Textauszug:
Soi Grigoriadu in ihrem Geschäft an der Vorgebirgstraße 200

Soi Grigoriadu kam mit 18 Jahren ins Rheinland, lernte hier ihren Mann kennen. Nach einem arbeitsreichen Leben will sie endlich wieder tanzen gehen.

An diesem Morgen verlässt eine Kundin die Schneiderei an der Vorgebirgstraße 200 mit einem großen Blumentopf in der Hand. Eine andere erkundigt sich nach Kleiderbügeln. In dem Eckladen von Soi Grigoriadu herrscht Endzeitstimmung. Menschen kommen und verschwinden mit dem letzten Inventar. Denn Zollstocks fleißige Schneiderin gibt ihren Laden auf – nach 40 Jahren. Es fällt der 79-Jährigen nicht leicht. Doch ihr Gedächtnis macht nicht mehr so richtig mit. Der Stress, jeden Tag im Laden zu stehen und ihrem Handwerk nachzugehen, ist mittlerweile einfach zu groß.

Bereits im Alter von 18 Jahren wanderte sie nach Deutschland aus. Das kleine Dorf im Norden Griechenlands in der Nähe von Thessaloniki war für die junge Frau zu eng: „Ich besuchte das Gymnasium in der nächsten Stadt Kozani“, erzählt sie. „Mein Vater sagte: Wenn Du sitzen bleibst, kommst Du zurück ins Dorf.“ Grigoriadu wurde nicht versetzt – und zurückbeordert. Da war sie 16 Jahre alt. Im Heimatdorf absolvierte sie eine Lehre bei einer Dorfschneiderin. Die Eltern waren streng. Abends herrschte Ausgehverbot. 

Grigoriadu hinterlässt traurige Stammkunden in Köln-Zollstock 

Dann schmiedete ihre acht Jahre ältere Schwester den Plan, mit ihrem Mann nach Deutschland zu ziehen. Als der krank wurde und das nicht konnte, ging sie allein. „Mein Vater hat mich dann gefragt, ob ich mit ihr gehen kann“, erzählt Grigoriadu. „Ich war begeistert.“ Die beiden jungen Frauen landeten zunächst in Hamburg. Doch der Schwager von Grigoriadus Schwester schlug vor, dass sie nach Köln ziehen. Er könne ihnen helfen, Arbeit und eine Wohnung zu finden. Das erste eigene Domizil befand sich in Bergisch Gladbach, wo die junge Schneiderin dann ihren Mann kennenlernte.

Schriftliche Aufgaben:
(1) Erklären Sie in ein bis drei Sätzen anhand des Artikels über die Schneiderin Soi Grigoriadu, weshalb sie ihren Laden aufgibt.
(2) Geben Sie aus dem Artikel über die Schneiderin Soi Grigoriadu wörtlich den Abschnitt wieder, der mit „Bereits im Alter“ beginnt und mit „Abends herrschte Ausgehverbot.“ endet.

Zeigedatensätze
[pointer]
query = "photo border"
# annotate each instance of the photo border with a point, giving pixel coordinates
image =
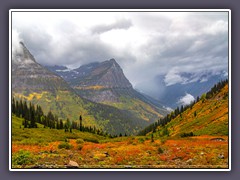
(121, 10)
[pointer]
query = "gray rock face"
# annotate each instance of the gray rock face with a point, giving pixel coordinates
(108, 74)
(29, 76)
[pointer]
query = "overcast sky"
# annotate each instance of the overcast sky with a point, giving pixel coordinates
(145, 44)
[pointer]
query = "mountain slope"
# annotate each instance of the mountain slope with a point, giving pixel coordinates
(208, 116)
(106, 83)
(33, 82)
(171, 94)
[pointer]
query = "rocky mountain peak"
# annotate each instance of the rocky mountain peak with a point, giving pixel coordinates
(29, 76)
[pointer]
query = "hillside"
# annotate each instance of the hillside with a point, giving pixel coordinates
(51, 148)
(35, 83)
(207, 116)
(106, 83)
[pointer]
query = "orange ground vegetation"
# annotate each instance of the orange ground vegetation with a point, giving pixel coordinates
(194, 152)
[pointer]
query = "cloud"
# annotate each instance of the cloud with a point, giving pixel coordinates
(145, 44)
(187, 99)
(119, 24)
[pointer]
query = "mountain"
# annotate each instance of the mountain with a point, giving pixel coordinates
(207, 116)
(106, 83)
(171, 94)
(33, 82)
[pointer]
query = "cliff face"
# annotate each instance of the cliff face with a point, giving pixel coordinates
(107, 74)
(29, 76)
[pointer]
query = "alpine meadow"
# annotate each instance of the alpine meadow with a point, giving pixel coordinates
(120, 90)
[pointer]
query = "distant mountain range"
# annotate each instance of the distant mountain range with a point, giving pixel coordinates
(106, 83)
(99, 92)
(195, 85)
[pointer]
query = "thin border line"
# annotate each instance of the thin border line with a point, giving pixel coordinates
(120, 10)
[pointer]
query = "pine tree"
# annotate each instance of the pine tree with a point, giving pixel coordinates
(80, 119)
(13, 106)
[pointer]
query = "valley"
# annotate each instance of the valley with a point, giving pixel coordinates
(190, 140)
(92, 117)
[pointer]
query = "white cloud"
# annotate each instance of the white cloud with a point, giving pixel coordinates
(145, 44)
(187, 99)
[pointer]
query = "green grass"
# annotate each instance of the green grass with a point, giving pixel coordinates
(42, 135)
(204, 118)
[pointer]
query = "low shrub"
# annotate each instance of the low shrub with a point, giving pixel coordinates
(22, 157)
(160, 150)
(187, 134)
(65, 145)
(79, 147)
(79, 141)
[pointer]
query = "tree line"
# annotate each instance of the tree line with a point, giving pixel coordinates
(163, 121)
(33, 115)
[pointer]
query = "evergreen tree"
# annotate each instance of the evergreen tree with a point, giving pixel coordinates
(80, 119)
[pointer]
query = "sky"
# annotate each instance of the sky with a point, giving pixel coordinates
(147, 45)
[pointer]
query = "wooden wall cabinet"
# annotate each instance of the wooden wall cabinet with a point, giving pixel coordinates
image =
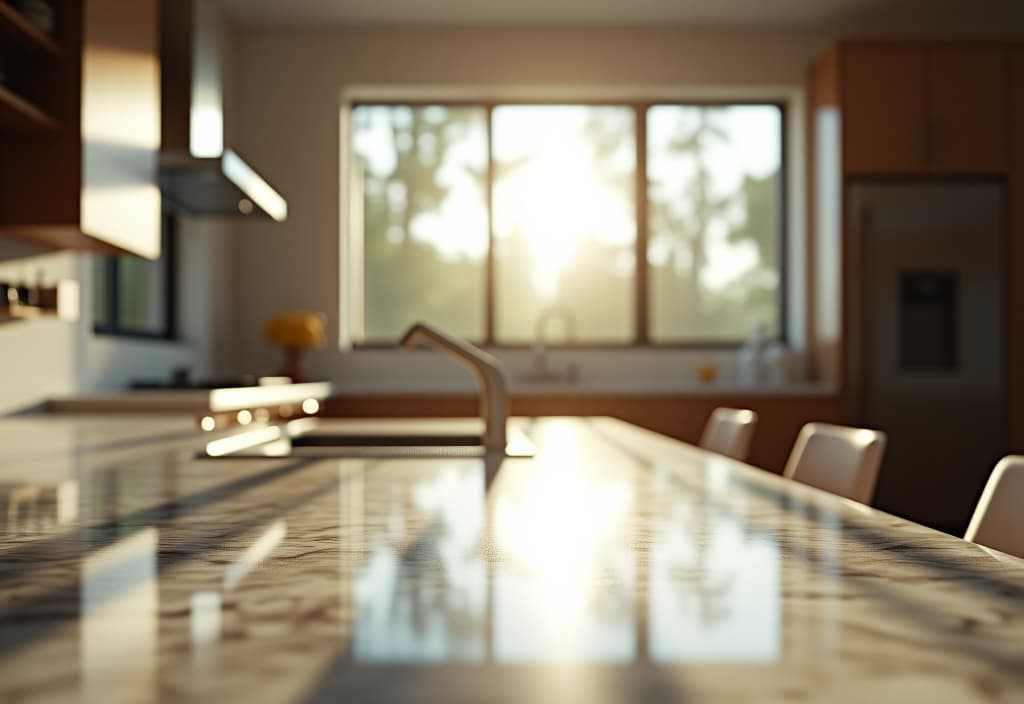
(924, 107)
(80, 128)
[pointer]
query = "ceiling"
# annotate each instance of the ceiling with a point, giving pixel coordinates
(780, 13)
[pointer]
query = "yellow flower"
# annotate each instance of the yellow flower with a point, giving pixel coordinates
(299, 331)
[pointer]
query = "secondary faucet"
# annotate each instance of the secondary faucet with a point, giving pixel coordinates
(541, 369)
(494, 389)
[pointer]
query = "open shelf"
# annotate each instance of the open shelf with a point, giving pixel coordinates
(19, 115)
(60, 302)
(16, 311)
(18, 35)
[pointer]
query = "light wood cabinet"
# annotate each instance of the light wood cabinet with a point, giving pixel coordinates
(924, 107)
(80, 128)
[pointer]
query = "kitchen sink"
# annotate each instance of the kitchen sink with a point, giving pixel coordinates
(311, 438)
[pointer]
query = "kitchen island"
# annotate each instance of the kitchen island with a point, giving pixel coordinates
(614, 565)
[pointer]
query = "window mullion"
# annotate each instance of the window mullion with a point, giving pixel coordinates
(489, 306)
(640, 196)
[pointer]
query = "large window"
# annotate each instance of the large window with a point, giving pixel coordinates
(603, 224)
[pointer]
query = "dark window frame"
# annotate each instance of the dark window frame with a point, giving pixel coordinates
(641, 280)
(111, 266)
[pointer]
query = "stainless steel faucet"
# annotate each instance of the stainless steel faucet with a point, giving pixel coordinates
(541, 370)
(494, 389)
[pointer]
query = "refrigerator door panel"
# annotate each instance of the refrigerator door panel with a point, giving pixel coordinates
(933, 347)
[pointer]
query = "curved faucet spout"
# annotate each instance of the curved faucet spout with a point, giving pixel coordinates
(494, 389)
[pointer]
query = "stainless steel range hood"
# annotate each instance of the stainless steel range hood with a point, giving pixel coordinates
(199, 173)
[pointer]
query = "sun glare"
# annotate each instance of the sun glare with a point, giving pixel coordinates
(556, 192)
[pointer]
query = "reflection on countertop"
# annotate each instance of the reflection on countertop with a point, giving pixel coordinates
(616, 565)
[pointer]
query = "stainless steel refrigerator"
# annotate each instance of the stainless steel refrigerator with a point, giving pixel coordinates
(933, 350)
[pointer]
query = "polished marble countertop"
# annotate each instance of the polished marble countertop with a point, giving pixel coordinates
(615, 566)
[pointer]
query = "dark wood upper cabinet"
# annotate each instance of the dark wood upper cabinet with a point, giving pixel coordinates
(968, 125)
(80, 128)
(883, 100)
(925, 107)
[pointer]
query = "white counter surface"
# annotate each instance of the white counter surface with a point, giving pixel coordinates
(616, 565)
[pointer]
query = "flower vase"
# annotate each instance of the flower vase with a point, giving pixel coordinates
(295, 365)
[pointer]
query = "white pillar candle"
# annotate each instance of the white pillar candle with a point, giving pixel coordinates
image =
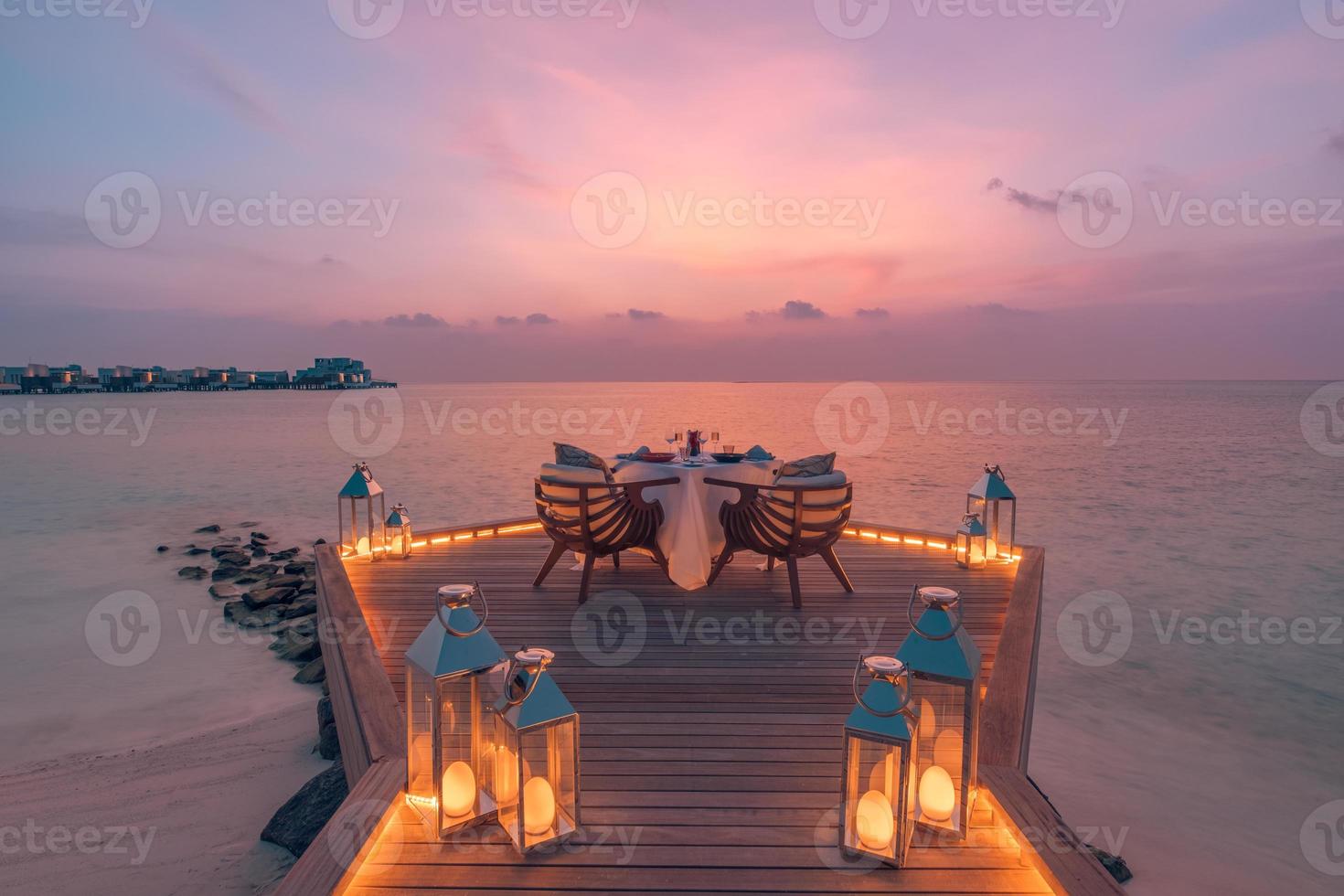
(538, 806)
(874, 821)
(459, 789)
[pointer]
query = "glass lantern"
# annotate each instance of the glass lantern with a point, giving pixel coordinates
(972, 543)
(877, 792)
(359, 492)
(449, 695)
(537, 755)
(997, 508)
(400, 532)
(944, 666)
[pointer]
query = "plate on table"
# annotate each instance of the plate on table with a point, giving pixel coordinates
(656, 457)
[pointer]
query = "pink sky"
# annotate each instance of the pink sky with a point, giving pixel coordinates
(930, 156)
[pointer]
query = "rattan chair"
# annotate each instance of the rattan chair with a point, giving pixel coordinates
(597, 518)
(788, 521)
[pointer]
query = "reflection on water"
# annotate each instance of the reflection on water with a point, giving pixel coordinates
(1203, 743)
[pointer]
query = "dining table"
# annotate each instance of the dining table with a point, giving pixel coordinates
(691, 535)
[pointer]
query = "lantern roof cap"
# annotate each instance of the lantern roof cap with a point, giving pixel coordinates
(972, 524)
(992, 486)
(944, 650)
(883, 698)
(545, 704)
(360, 484)
(440, 653)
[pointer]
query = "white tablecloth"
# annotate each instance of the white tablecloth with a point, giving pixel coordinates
(691, 535)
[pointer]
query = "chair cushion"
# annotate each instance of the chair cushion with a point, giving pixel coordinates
(809, 466)
(572, 455)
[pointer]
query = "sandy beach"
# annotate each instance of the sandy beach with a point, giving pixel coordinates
(179, 817)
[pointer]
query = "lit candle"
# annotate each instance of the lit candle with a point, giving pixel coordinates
(538, 806)
(459, 789)
(875, 822)
(937, 795)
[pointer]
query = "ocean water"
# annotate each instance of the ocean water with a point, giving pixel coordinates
(1192, 521)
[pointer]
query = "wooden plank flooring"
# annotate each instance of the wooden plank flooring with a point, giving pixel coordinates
(709, 753)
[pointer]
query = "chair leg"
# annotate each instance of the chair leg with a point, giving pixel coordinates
(557, 552)
(794, 581)
(589, 559)
(834, 561)
(660, 559)
(725, 557)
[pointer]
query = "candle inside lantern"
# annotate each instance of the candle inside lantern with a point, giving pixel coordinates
(459, 789)
(538, 806)
(937, 795)
(874, 821)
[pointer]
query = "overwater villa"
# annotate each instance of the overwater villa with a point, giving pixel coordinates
(686, 675)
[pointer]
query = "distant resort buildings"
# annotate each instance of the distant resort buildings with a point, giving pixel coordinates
(325, 374)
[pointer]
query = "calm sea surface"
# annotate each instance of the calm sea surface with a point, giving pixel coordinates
(1200, 750)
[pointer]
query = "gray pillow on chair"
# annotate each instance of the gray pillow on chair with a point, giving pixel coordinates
(809, 466)
(571, 455)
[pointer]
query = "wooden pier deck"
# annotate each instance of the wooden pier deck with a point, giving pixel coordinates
(709, 753)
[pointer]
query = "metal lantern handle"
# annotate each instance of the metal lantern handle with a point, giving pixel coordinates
(914, 624)
(531, 686)
(448, 626)
(859, 699)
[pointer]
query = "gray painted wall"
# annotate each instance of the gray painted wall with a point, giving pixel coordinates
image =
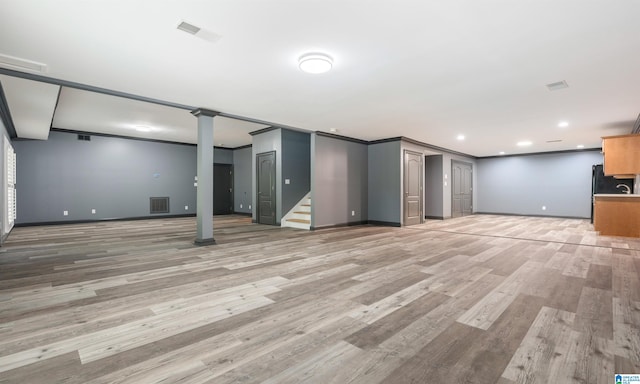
(339, 181)
(3, 184)
(384, 182)
(296, 167)
(523, 184)
(242, 180)
(114, 176)
(222, 155)
(434, 186)
(266, 142)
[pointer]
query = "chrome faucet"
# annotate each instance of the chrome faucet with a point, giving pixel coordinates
(626, 188)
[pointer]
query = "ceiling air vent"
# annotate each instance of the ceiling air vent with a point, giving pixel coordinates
(159, 205)
(557, 85)
(189, 28)
(18, 63)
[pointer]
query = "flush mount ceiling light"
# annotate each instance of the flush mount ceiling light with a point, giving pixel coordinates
(315, 63)
(189, 28)
(557, 85)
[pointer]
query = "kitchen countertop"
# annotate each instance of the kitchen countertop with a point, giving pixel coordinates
(625, 195)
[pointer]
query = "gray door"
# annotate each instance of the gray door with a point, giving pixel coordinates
(412, 188)
(266, 188)
(222, 189)
(461, 189)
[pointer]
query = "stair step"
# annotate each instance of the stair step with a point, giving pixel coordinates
(301, 221)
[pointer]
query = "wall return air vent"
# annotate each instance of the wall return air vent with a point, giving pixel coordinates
(159, 205)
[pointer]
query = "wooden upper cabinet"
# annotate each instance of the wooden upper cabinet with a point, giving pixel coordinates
(621, 155)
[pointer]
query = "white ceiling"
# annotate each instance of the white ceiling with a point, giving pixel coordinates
(428, 70)
(31, 104)
(80, 110)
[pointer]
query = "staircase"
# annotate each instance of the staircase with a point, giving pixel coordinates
(300, 216)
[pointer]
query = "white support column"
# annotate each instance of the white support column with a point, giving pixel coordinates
(204, 194)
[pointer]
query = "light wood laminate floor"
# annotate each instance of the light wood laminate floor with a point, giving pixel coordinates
(479, 299)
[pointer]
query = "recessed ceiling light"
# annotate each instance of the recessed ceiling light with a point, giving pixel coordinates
(315, 63)
(557, 85)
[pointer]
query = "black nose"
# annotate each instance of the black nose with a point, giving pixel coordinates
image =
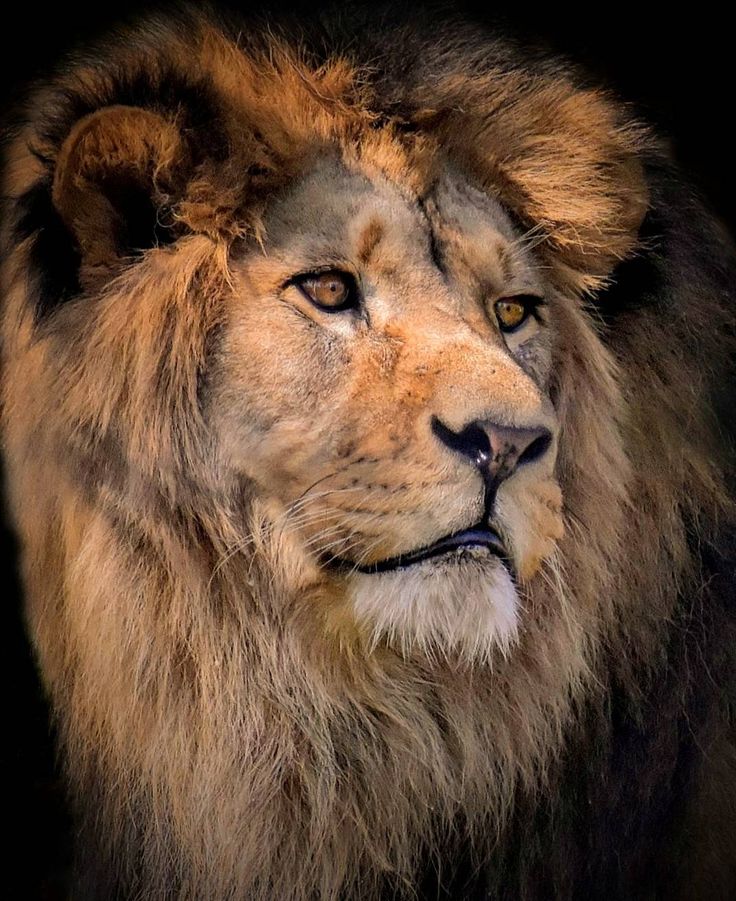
(496, 450)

Antworten:
(1) Ihr Gedächtnis macht nicht mehr richtig mit. Zudem ist der Stress, jeden Tag im Laden zu stehen und ihrem Handwerk nachzugehen, für die 79-Jährige inzwischen zu groß.

(2)
Bereits im Alter von 18 Jahren wanderte sie nach Deutschland aus. Das kleine Dorf im Norden Griechenlands in der Nähe von Thessaloniki war für die junge Frau zu eng: „Ich besuchte das Gymnasium in der nächsten Stadt Kozani“, erzählt sie. „Mein Vater sagte: Wenn Du sitzen bleibst, kommst Du zurück ins Dorf.“ Grigoriadu wurde nicht versetzt – und zurückbeordert. Da war sie 16 Jahre alt. Im Heimatdorf absolvierte sie eine Lehre bei einer Dorfschneiderin. Die Eltern waren streng. Abends herrschte Ausgehverbot.